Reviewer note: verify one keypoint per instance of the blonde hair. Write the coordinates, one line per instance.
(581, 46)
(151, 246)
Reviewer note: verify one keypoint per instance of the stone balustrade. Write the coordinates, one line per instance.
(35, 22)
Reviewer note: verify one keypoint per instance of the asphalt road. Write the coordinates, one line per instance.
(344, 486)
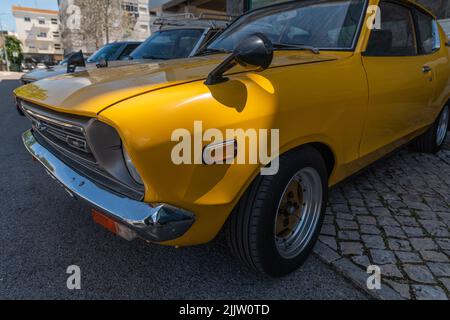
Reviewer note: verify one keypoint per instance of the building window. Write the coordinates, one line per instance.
(131, 7)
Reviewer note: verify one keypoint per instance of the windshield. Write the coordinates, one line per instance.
(169, 44)
(326, 25)
(106, 52)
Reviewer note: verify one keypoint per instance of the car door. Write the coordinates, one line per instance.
(399, 78)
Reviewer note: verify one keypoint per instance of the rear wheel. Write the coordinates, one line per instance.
(433, 140)
(278, 220)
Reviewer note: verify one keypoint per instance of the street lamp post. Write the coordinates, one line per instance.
(4, 41)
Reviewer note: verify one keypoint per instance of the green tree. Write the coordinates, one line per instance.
(14, 52)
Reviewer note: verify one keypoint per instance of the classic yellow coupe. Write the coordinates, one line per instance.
(177, 151)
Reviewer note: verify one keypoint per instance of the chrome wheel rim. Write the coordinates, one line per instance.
(298, 213)
(442, 126)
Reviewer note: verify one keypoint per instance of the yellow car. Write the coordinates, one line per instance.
(177, 151)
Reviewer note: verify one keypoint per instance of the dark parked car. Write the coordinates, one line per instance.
(178, 37)
(111, 52)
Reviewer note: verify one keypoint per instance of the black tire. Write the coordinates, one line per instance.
(428, 142)
(250, 228)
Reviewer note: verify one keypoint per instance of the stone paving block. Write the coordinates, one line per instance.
(419, 273)
(354, 202)
(397, 216)
(429, 293)
(444, 243)
(328, 229)
(362, 261)
(351, 248)
(434, 256)
(359, 210)
(380, 257)
(369, 229)
(391, 271)
(381, 212)
(446, 283)
(366, 220)
(401, 288)
(413, 231)
(326, 253)
(373, 241)
(328, 219)
(346, 225)
(329, 241)
(436, 204)
(340, 208)
(399, 245)
(440, 269)
(349, 235)
(426, 215)
(387, 221)
(435, 228)
(420, 244)
(408, 257)
(344, 216)
(394, 232)
(407, 221)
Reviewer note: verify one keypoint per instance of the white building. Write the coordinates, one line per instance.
(75, 39)
(39, 32)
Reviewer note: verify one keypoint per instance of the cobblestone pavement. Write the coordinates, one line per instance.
(395, 215)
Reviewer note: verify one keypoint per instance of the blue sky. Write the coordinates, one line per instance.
(6, 16)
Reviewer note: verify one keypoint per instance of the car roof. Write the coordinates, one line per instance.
(410, 2)
(125, 42)
(166, 28)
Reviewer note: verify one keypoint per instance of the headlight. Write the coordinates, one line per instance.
(131, 168)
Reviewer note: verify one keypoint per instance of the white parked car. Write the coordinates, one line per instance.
(445, 23)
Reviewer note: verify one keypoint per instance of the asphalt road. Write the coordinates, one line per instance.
(43, 231)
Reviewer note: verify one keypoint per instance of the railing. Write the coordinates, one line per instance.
(182, 19)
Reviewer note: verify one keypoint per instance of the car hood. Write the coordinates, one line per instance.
(39, 74)
(91, 91)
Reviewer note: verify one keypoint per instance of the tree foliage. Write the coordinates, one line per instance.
(14, 50)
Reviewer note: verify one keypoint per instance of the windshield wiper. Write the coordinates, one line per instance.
(207, 51)
(285, 46)
(149, 57)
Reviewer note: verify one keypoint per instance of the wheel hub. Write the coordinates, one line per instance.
(298, 212)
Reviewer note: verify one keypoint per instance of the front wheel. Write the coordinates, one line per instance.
(278, 220)
(433, 140)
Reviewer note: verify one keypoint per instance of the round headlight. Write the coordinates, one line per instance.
(131, 168)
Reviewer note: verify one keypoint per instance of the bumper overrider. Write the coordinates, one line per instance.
(158, 223)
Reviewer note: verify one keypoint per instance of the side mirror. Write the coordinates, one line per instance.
(103, 63)
(74, 61)
(255, 51)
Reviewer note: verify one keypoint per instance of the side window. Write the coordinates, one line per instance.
(128, 50)
(428, 33)
(395, 36)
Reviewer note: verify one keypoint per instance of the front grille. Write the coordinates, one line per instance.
(72, 138)
(27, 81)
(69, 137)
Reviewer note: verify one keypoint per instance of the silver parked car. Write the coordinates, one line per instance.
(177, 37)
(110, 52)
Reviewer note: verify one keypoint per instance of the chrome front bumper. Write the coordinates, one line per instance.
(156, 224)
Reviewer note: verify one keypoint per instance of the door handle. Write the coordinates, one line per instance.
(426, 69)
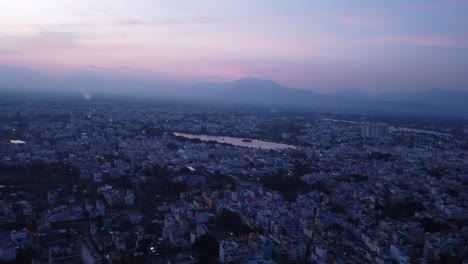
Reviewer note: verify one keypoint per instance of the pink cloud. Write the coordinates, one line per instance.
(419, 41)
(360, 21)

====================

**About this task**:
Each record should appear again exactly as it stands, with no picture included.

**Answer area**:
Reviewer note: verify one keypoint per instance of the blonde hair. Write the coordinates, one line per instance.
(581, 46)
(151, 246)
Reviewer note: verify one keypoint per instance of the stone balustrade. Write the coordinates, one line per instance.
(35, 22)
Reviewer note: verify one keypoint per instance of the asphalt road. Write the coordinates, one line per instance.
(344, 486)
Reviewer note: verify one keypoint per instance of the building window. Write the coordinates, one line per instance.
(131, 7)
Reviewer note: verify one keypoint per instance of the windshield. Write the coordinates, one line per instance.
(169, 44)
(326, 25)
(106, 52)
Reviewer note: verify one keypoint per instance of the car door. Write the coordinates, one line per instance.
(399, 78)
Reviewer note: verify one keypoint per instance of the rear wheel. Write the coordinates, one line per instance.
(433, 140)
(278, 220)
Reviewer note: verify one keypoint per instance of the street lamp post. Write the coordinates, one line per instance.
(4, 41)
Reviewer note: verify one keypoint per instance of the green tree. Write the coordinates, one line per instance.
(14, 52)
Reviewer note: verify one keypoint per instance of the classic yellow coupe. Write the coordinates, one line per instance.
(177, 151)
Reviewer note: verify one keypoint per instance of the chrome wheel rim. Write the coordinates, one line per instance.
(298, 213)
(442, 126)
Reviewer note: verify one keypoint per instance of the yellow car. Write the coordinates, one line per instance.
(177, 151)
Reviewer note: verify one keypoint per instance of the dark parked car. Write the coordinates, one line per instance.
(178, 37)
(111, 52)
Reviewer note: verify one keypoint per instance of the black tire. Write the coordinates, one line per instance.
(428, 142)
(250, 228)
Reviewer note: verify one keypoint per instance of the stone paving block. Write the coordinates, one line per instance.
(419, 273)
(354, 202)
(397, 216)
(429, 293)
(444, 243)
(328, 229)
(362, 261)
(351, 248)
(434, 256)
(359, 210)
(380, 257)
(369, 229)
(391, 271)
(381, 212)
(446, 283)
(366, 220)
(401, 288)
(413, 231)
(326, 253)
(373, 241)
(328, 219)
(346, 225)
(329, 241)
(436, 204)
(340, 208)
(399, 245)
(440, 269)
(349, 235)
(426, 215)
(387, 221)
(435, 228)
(420, 244)
(408, 257)
(344, 216)
(394, 232)
(407, 221)
Reviewer note: verify one keypoint per instance of the white building. Write the coordinates, one line per instance.
(75, 39)
(39, 32)
Reviewer note: verify one keypoint per instance of the cobblestone pavement. Write the coordinates, one line per instance.
(395, 215)
Reviewer note: verify one keypoint per instance of the blue sky. Write the coordinates, one line per instance.
(6, 16)
Reviewer note: verify one keypoint per instance of the car roof. Write the coordinates, one line per instance.
(410, 2)
(125, 42)
(166, 28)
Reviewer note: verify one keypoint per instance of the headlight. Write the coordinates, one line per instance.
(131, 168)
Reviewer note: verify one keypoint per instance of the white parked car. Write the coordinates, one line per instance.
(445, 23)
Reviewer note: verify one keypoint per instance of the asphalt road. Write the coordinates, one line per instance.
(43, 231)
Reviewer note: verify one keypoint per instance of the railing. Write the coordinates, one line per instance.
(182, 19)
Reviewer note: verify one keypoint per instance of the car hood. Write the coordinates, one line per instance.
(39, 74)
(91, 91)
Reviewer note: verify one keypoint per instance of the tree foliage. Write the coordinates, one line per instance.
(14, 50)
Reviewer note: verify one keypoint per instance of the windshield wiper. Write the coordinates, one line per instance.
(207, 51)
(285, 46)
(149, 57)
Reviewer note: verify one keypoint per instance of the wheel hub. Write the coordinates, one line per instance.
(298, 212)
Reviewer note: verify one keypoint per instance of the front wheel. Write the coordinates, one line per instance.
(278, 220)
(433, 140)
Reviewer note: verify one keypoint per instance of the round headlight. Write the coordinates, one line per instance.
(131, 168)
Reviewer note: verify one keypoint per instance of the bumper overrider. Write the coordinates, one line per instance.
(158, 223)
Reviewer note: verify one keypoint per instance of the side mirror. Write the coordinates, one line per instance.
(103, 63)
(74, 61)
(255, 51)
Reviewer note: verify one keypoint per instance of the side window. Write the coordinates, one line per instance.
(128, 50)
(428, 33)
(395, 36)
Reviewer note: verify one keypoint per instance of the front grille. Write the coordinates, one line per instance.
(72, 138)
(27, 81)
(69, 137)
Reviewer note: verify one keypoint per instance of the silver parked car. Write the coordinates, one line per instance.
(177, 37)
(110, 52)
Reviewer note: verify one keypoint per instance of the chrome front bumper. Write the coordinates, one line per instance.
(156, 224)
Reviewer note: verify one keypoint per instance of the door handle. Write the coordinates, one line per instance.
(426, 69)
Reviewer note: verify one keypoint per instance of the pink cloud. Write the coordinates, one line per instance.
(419, 41)
(360, 21)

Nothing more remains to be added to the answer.